[Page excerpt]
□ □ □ □ □

A tripartite interaction between a miRNA, TF and a common Gene form regulatory-circuits also known as a Feed Forward Loop (FFL). In FFL, either the TF or miRNA or both regulate each other and also a target gene. It can be further categorized as miRNA-FFL and TF-FFL. In a miRNA-FFL, miRNA is the main regulator, which regulates a TF and its common target gene while in a TF-FFL, TF is the main regulator (20). These FFLs motifs have been found to play vital roles in disease pathology, drug repurposing, and disease recurrence and hence can be used for the understanding of the underlying mechanism of disease initiation, progression, and recurrence (16,21). Recently, miRNA based FFLs are proposed as potential biomarkers for complex multifactorial disorders like colorectal cancer, myocardial infarct etc. (21,22). Analysis of miRNA-TF-gene co-regulatory networks in these diseases has found to successfully predict the disease pathology and recurrence.

□ □ □ □ □

[Information shown]
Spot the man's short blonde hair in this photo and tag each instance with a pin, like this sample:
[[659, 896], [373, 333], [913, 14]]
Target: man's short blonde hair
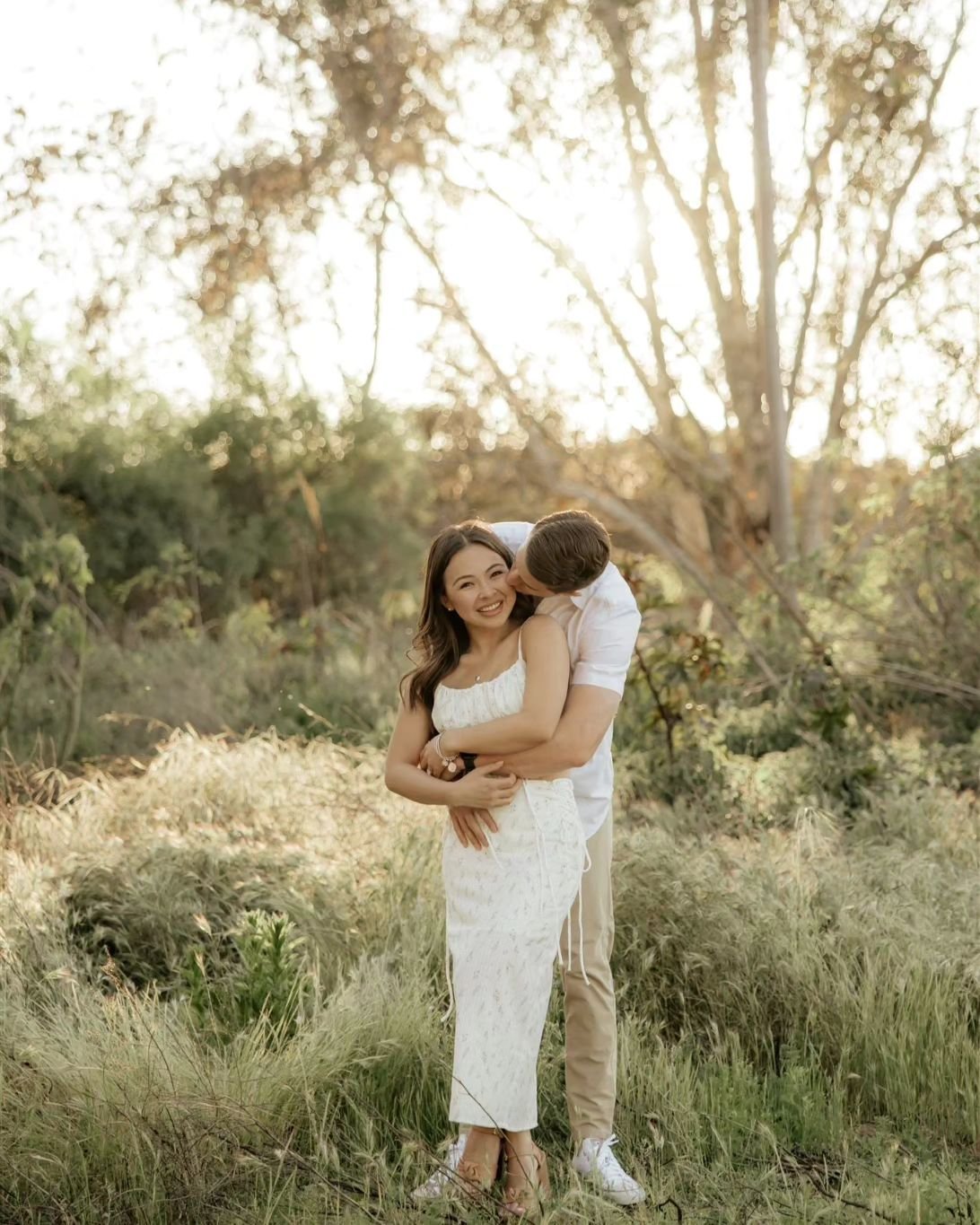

□ □ □ □ □

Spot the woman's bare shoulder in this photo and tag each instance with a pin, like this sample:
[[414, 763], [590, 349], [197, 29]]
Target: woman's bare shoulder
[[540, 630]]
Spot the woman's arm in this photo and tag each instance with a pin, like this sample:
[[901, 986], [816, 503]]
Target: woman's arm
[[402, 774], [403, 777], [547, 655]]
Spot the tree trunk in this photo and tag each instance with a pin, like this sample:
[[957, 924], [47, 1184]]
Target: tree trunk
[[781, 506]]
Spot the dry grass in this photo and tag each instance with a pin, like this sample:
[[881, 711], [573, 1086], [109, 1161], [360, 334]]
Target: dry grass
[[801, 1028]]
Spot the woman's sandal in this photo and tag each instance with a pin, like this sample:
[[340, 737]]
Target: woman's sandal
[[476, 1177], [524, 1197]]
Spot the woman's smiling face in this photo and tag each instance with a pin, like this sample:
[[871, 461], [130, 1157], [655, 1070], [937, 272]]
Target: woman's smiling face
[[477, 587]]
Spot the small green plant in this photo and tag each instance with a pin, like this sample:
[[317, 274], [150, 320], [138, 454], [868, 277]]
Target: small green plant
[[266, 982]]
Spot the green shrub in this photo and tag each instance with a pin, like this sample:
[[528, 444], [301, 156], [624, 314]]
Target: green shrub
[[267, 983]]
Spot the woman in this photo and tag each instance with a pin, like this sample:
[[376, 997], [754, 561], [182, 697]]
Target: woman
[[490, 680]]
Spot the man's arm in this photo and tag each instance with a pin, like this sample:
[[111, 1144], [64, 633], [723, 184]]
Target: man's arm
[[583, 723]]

□ □ □ □ □

[Problem description] According to the page excerpt on regulatory circuits, what is another name for the regulatory circuit formed by the tripartite interaction of a miRNA, a TF and a common gene? None of the lines have any bearing on this.

[Written solution] A Feed Forward Loop (FFL).